* _THE PROBLEM_
Extract every line of the records that contains the word "blue".

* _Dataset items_
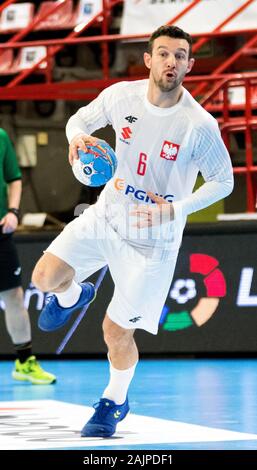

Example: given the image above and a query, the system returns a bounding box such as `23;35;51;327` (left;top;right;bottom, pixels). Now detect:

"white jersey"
66;80;233;252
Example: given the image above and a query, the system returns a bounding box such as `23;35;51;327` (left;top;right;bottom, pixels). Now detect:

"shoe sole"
81;409;130;437
38;282;97;333
12;371;56;385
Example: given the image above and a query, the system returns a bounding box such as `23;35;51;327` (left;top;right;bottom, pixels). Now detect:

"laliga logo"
113;178;174;203
160;253;226;331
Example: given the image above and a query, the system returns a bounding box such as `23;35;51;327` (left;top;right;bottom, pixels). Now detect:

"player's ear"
144;52;152;69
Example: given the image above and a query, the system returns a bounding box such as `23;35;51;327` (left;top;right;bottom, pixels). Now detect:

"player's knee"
103;324;131;348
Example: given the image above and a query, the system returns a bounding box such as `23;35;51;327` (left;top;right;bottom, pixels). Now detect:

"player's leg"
0;287;56;385
32;211;106;331
0;230;56;384
81;315;135;437
81;238;177;437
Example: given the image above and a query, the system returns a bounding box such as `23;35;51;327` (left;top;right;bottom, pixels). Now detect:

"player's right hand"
69;133;99;165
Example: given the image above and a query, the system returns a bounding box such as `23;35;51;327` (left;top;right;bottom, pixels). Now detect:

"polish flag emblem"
160;140;180;162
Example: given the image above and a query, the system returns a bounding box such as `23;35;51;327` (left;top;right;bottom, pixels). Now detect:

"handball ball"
72;141;117;187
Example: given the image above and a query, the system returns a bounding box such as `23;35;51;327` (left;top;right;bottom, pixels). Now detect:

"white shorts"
46;205;178;334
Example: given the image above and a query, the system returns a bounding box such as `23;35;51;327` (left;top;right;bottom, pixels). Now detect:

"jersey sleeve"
174;121;234;216
66;83;121;143
0;129;21;183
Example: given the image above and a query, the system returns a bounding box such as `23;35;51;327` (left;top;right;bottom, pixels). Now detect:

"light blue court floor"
0;359;257;450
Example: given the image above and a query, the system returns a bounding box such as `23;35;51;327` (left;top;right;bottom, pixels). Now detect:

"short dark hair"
148;25;193;59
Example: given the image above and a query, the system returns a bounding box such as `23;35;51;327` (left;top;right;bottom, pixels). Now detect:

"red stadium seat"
0;49;14;75
14;46;47;72
73;0;102;26
35;0;73;30
0;2;34;33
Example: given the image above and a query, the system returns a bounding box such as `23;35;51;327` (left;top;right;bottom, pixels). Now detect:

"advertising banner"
121;0;257;34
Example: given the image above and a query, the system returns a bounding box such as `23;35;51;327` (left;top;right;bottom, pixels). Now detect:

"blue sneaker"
81;398;129;437
38;282;96;331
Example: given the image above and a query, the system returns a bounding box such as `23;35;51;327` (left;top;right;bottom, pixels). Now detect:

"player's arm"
173;121;234;217
66;85;117;165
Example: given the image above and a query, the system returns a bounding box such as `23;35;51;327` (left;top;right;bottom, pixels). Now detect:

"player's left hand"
0;212;18;233
130;191;174;228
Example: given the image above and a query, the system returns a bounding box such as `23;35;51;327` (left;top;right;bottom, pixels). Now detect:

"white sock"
55;281;82;308
102;356;137;405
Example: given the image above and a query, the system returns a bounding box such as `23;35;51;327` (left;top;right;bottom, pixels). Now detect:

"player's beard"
153;70;185;93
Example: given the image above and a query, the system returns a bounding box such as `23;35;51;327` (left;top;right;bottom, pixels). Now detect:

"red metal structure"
0;0;257;212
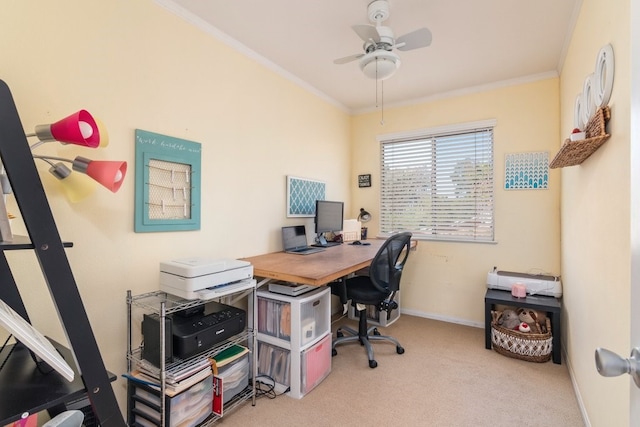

* _ANSWER TO THE EXERCISE_
"light blue court floor"
"blue sneaker"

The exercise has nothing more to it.